▸ **What to do**: Without including any pictures, write out all the entries exactly.
·····
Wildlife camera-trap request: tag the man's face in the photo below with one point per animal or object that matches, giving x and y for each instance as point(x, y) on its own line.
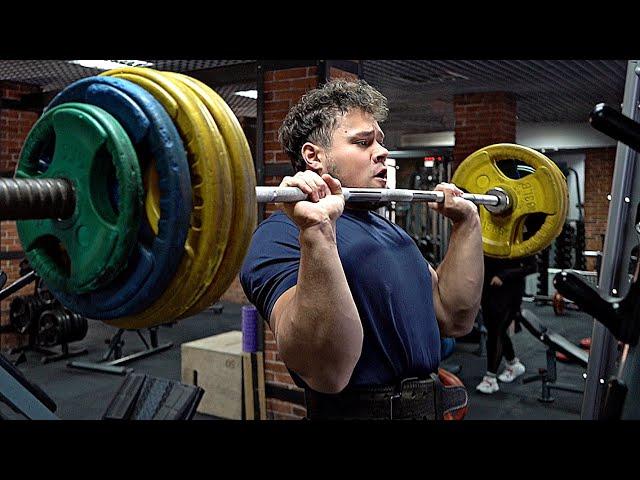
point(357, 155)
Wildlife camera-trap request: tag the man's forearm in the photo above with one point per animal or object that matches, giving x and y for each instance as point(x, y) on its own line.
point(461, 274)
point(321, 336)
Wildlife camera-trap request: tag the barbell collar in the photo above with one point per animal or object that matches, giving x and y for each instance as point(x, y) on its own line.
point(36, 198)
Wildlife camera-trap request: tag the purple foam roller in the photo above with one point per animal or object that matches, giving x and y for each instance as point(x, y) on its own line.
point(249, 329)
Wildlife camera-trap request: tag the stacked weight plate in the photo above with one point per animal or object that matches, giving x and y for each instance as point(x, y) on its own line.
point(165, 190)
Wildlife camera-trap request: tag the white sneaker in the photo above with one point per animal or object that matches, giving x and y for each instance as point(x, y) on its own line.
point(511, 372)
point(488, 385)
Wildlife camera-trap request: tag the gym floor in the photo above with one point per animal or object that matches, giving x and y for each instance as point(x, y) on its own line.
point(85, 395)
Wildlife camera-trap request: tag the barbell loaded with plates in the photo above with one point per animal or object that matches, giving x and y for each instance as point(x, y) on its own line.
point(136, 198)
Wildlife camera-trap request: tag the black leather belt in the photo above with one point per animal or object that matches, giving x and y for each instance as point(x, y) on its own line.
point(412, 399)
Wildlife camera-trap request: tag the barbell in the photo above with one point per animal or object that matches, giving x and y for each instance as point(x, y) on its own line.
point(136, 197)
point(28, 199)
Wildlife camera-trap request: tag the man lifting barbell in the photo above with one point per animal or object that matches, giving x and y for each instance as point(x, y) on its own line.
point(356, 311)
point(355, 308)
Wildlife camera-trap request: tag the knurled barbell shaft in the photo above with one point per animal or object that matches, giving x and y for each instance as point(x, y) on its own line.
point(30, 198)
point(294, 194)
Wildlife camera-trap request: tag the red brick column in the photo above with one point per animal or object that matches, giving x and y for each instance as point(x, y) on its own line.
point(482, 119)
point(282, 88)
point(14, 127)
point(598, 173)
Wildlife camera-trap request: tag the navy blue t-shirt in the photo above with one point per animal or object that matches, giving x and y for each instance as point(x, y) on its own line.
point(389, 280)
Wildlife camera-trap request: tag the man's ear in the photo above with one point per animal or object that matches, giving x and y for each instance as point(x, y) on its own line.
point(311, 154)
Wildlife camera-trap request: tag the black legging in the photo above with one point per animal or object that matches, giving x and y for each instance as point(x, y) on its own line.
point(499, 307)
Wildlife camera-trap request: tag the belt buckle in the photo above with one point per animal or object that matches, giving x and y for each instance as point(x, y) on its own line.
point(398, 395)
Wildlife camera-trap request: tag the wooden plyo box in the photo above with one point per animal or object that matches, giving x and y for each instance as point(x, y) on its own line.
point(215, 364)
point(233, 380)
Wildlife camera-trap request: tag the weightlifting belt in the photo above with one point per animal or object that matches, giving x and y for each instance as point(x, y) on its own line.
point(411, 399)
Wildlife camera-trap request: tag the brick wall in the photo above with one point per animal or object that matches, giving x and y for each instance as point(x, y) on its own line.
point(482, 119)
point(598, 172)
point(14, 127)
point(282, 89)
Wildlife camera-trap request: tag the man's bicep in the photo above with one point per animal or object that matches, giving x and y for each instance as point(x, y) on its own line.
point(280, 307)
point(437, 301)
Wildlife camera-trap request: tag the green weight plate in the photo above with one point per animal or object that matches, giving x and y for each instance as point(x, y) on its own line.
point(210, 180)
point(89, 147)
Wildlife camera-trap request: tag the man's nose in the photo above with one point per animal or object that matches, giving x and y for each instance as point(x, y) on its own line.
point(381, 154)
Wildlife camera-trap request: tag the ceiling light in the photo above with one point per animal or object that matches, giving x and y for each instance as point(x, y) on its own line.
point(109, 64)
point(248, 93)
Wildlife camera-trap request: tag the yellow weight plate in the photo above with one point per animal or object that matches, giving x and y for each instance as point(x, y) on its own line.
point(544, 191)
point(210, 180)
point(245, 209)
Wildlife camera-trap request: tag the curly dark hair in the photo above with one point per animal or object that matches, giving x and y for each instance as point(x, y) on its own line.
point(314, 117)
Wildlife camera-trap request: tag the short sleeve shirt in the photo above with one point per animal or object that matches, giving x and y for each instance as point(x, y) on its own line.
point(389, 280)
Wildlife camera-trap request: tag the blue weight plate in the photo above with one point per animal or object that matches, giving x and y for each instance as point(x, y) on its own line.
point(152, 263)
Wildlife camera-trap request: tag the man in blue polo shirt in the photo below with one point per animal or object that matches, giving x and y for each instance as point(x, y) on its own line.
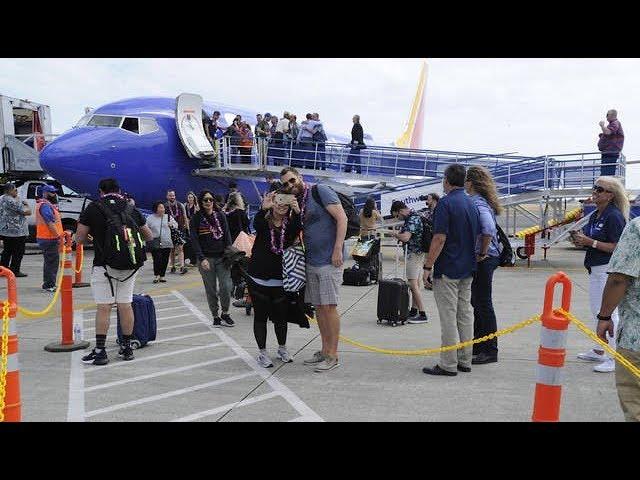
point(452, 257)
·····
▸ **Answer for the task**:
Wildlife camera-trap request: tag the man's face in the photo below with one point per animal or object that matches, giving x and y for each instance as point(x, y) on its own line.
point(357, 155)
Wildlife camera-trap request: tag the man's forearm in the photo above with one point per animal or object that matches, giving x and y for each instance as point(x, y) on its own line.
point(461, 274)
point(321, 336)
Wildlife camera-trap request: tag the barbell collar in the photo above with one point per animal or object that matches, giving x and y for each instance as point(x, y) on its own line.
point(36, 198)
Wildlife camera-trap request: tag the purple foam roller in the photo above with one point per animal or object that matches, giving x and y for each instance as point(x, y) on its own line.
point(249, 329)
Wildlife camera-trap request: tag the stacked weight plate in the photo above with one point per animal or object that matches, giving x and y for each instance as point(x, y) on its own line.
point(165, 190)
Wildlife camera-trap request: tag the white sneaker in the photo above with one point per animal or object that matches, giving x and y for each instance as point(x, y) on its own line.
point(511, 372)
point(488, 385)
Wildlife camera-trap request: tag the gym floor in the photo above with one point per animal or object that matches, giving x and y for each instance as point(x, y) on its own line.
point(85, 395)
Wildlife camera-trap request: tag the barbell loaded with plates in the photo above with one point per animal or object that matches, giving x and y for each instance as point(x, y) on its own line.
point(136, 198)
Wildlife camera-trap request: tag the black leather belt in the photo above with one point per animal or object that matches, giving x and y for each instance as point(x, y) on its own line.
point(412, 399)
Wildlife camera-trap request: tag the barbell in the photo above with one point per animal or object that matches, giving x and y for each instance as point(x, y) on its own line.
point(136, 197)
point(28, 199)
Wildlife camera-trap request: tag the man lifting barbell in the photo above with one point per animal or object that matches, giving x and y for each instance as point(x, y) on its own line.
point(356, 311)
point(355, 308)
Wildlife camera-trap request: tag the knurled barbell shaft in the photo above with one point per animal or object that matches, giving x and y for each instance as point(x, y) on its own line.
point(30, 198)
point(294, 194)
Wildlife camera-trap request: tag the red brick column in the photo above with one point per animal or object that matches, giving x and y for each instance as point(x, y) on its own line.
point(482, 119)
point(282, 88)
point(14, 127)
point(598, 173)
Wildlife camera-trap request: tag the navy blue t-shirt in the photo above with one point per animal or object that matches, giving x and y for each instance as point(x, y) on its own line.
point(389, 280)
Wildlife camera-trap request: tag the man's ear in the photo above with one point per animal or object that matches, giving x and y for each instance as point(x, y) on its own line.
point(311, 154)
Wildlife camera-trap request: tag the black legging in the photo above with one point per animal or object that matches, giving x and y for each instance as point(x, y) on its own line.
point(499, 307)
Wildlife camera-trap request: tag the belt buckle in the photo above with one point per animal or object that matches, giving x and y for each instance as point(x, y) on its own line.
point(398, 395)
Wildlife camera-trap request: tag the wooden plyo box in the photo above with one point per animal or object that matches, giving x and y for each instance as point(x, y) on its own line.
point(215, 364)
point(233, 380)
Wildlife camera-trap request: tag the weightlifting belt in the photo above with one point per animal or object that matches, giving x and y for each instance as point(x, y) on its own line.
point(411, 399)
Wildlife camera-trap request: tag the brick wall in the photo above with one point per animal or object that matches, giving x and y for each instance as point(x, y) on its own line.
point(482, 119)
point(598, 172)
point(14, 127)
point(282, 89)
Wildlife camera-trap request: tag the man's bicep in the photo above with one point per animal or object that matches, giving x and y for each instance as point(x, y) on its own line.
point(280, 307)
point(437, 301)
Wildlife camera-trap request: tag the green weight plate in the photo above with one point per animal or object that matches, giving x and y for each instance as point(x, y) on its own line.
point(210, 180)
point(89, 147)
Wildlife camera-trap request: tag the man's nose in the photo above with one point per animal or object that matches, giving x and y for each instance as point(x, y) on its own line.
point(381, 154)
Wildlife camera-trap request: tag the ceiling light in the photo above with one point per animal or object that matches, giving x and y for each instance as point(x, y) on its own line.
point(109, 64)
point(248, 93)
Wildlife camera-trap request: tag the yellow weight plate in the photo above with one point per animal or object that matches, giving x and y for each instance as point(x, y) on its own line.
point(544, 191)
point(210, 180)
point(245, 209)
Wildlife camera-trap request: tag the curly dark hair in the photo above with one point per animal or object that matches, giving x and y for each instance as point(x, y) on its own line.
point(314, 117)
Wildlife camera-trap request: tag the short sleeve shirt in the photo above with one point per animal or object that matches, giving x and y for each instance as point(x, y) on its own line.
point(389, 280)
Wildlife camera-trap request: tag the blue weight plate in the photo above with one point per animal or object that matches, giving x and y for each instance as point(x, y) on its own line.
point(152, 263)
Wildlife camera-trap request: tag the man in blue polo shirt in the photo below with one point per animal or object that matches, giving x and y for each instance as point(x, y) on its own line.
point(452, 257)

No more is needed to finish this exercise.